● What you need to do: Could you render every item below as a numbered list, leaving out any blank lines?

● Data for the task:

^^^^^^^^^^^^^^^^

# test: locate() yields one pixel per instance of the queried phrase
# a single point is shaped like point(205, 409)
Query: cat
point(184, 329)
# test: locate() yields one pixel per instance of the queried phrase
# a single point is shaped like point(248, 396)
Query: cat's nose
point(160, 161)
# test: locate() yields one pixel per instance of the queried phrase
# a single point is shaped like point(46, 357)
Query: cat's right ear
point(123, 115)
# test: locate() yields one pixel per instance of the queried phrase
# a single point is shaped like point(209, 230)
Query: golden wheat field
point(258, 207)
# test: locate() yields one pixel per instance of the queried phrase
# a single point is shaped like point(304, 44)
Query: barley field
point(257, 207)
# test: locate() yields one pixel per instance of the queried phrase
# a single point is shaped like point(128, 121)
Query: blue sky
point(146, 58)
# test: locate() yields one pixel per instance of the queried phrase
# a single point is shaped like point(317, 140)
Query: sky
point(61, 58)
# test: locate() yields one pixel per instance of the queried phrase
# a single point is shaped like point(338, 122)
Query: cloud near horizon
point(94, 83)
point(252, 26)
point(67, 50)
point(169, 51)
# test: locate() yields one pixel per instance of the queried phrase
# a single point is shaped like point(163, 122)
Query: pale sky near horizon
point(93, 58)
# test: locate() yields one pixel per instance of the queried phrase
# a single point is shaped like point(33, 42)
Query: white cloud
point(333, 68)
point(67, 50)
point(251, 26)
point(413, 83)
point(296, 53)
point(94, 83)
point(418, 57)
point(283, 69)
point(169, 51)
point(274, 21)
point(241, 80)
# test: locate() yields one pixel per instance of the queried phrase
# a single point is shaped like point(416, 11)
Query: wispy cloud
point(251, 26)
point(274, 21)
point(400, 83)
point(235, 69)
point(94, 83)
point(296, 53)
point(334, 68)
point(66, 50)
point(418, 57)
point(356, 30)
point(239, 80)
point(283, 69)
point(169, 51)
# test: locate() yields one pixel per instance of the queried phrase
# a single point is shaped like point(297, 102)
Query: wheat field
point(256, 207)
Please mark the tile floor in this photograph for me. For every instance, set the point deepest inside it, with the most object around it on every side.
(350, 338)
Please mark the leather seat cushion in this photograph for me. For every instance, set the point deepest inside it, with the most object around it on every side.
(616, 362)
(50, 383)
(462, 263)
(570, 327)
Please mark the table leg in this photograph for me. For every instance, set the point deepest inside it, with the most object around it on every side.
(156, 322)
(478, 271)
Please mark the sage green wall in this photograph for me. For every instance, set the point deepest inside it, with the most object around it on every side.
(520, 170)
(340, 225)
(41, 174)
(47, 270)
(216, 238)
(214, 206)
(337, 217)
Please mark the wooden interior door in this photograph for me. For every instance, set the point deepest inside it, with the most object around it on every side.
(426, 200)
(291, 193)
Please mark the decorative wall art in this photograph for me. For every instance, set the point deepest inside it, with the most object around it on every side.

^^^^^^^^^^^^^^^^

● The response:
1. # test: locate() yields one pixel per instance of the queried phrase
2. # a single point is shaped like point(205, 409)
3. Query: cat
4. point(184, 329)
5. # test: locate() yields one pixel per instance of the queried phrase
6. # a single point is shaped like point(248, 396)
7. Query: cat's nose
8. point(160, 161)
9. # test: locate() yields one pixel per instance of the queried phrase
10. # a single point is shaped like point(46, 357)
11. Query: cat's right ear
12. point(123, 115)
13. # test: locate() yields one pixel per instance of the queried phrase
14. # a single point is shaped like point(209, 230)
15. Query: golden wheat field
16. point(258, 207)
17. # test: locate() yields one pixel per instance of the queried phrase
18. # a single point is shaped like point(304, 44)
19. Query: barley field
20. point(257, 207)
21. # test: locate() yields one pixel per instance of the queried phrase
22. # a single point is shaped like point(128, 121)
23. Query: blue sky
24. point(146, 58)
25. # test: locate() yields one pixel per instance of the queried phrase
26. # a single point is shaped like point(317, 140)
27. Query: sky
28. point(61, 58)
29. # test: locate() yields one pixel per instance of the queried phrase
30. # a single point is shaped like point(338, 122)
31. Query: cloud near horizon
32. point(94, 83)
33. point(252, 26)
34. point(67, 50)
35. point(169, 51)
36. # test: locate() yields one pixel per instance of the queried phrase
37. # a single point is shaped like point(163, 122)
38. Query: pale sky near horizon
39. point(93, 58)
40. # test: locate() yields one pixel per instance of the queried phrase
41. # a single point is shaped like point(33, 42)
42. Query: white cloud
43. point(333, 68)
44. point(67, 50)
45. point(251, 26)
46. point(413, 83)
47. point(296, 53)
48. point(94, 83)
49. point(418, 57)
50. point(283, 69)
51. point(169, 51)
52. point(274, 21)
53. point(241, 80)
54. # test: locate() yields one pixel per instance of the queried phrase
55. # a single point is shaped like point(416, 11)
56. Query: wispy cloud
57. point(251, 26)
58. point(274, 21)
59. point(400, 83)
60. point(235, 69)
61. point(94, 83)
62. point(296, 53)
63. point(334, 68)
64. point(66, 50)
65. point(418, 57)
66. point(356, 30)
67. point(239, 80)
68. point(283, 69)
69. point(169, 51)
70. # test: locate() yields one pixel per instance of the queried phrase
71. # a single point is shaped like point(297, 102)
72. Query: wheat field
73. point(256, 207)
74. Please mark the tile floor in this photograph for me. For every instance, set the point deepest inside it, with the most object around it on every side.
75. (350, 338)
76. Please mark the leather seat cushion in this photograph for me. For every instance, set the point deepest inside it, with the most object around it on every side.
77. (616, 362)
78. (50, 383)
79. (462, 263)
80. (570, 327)
81. Please mark the table leg in this photograph for me. For every instance, set the point deepest inside it, with the most object around it on every side.
82. (156, 322)
83. (478, 271)
84. Please mark the sage green wall in this photograph for me. For every instance, set the point deepest inside it, with the most object around it on every side.
85. (520, 170)
86. (340, 225)
87. (41, 174)
88. (47, 270)
89. (216, 238)
90. (214, 206)
91. (337, 217)
92. Please mark the wooden interior door in this photograph for me. For every instance, set the point deepest inside it, with the most object around it on every side.
93. (426, 200)
94. (291, 193)
95. Please mark the decorative wall art in this photograph for me. For every instance, set the point deepest inside it, with the most object around it on every side.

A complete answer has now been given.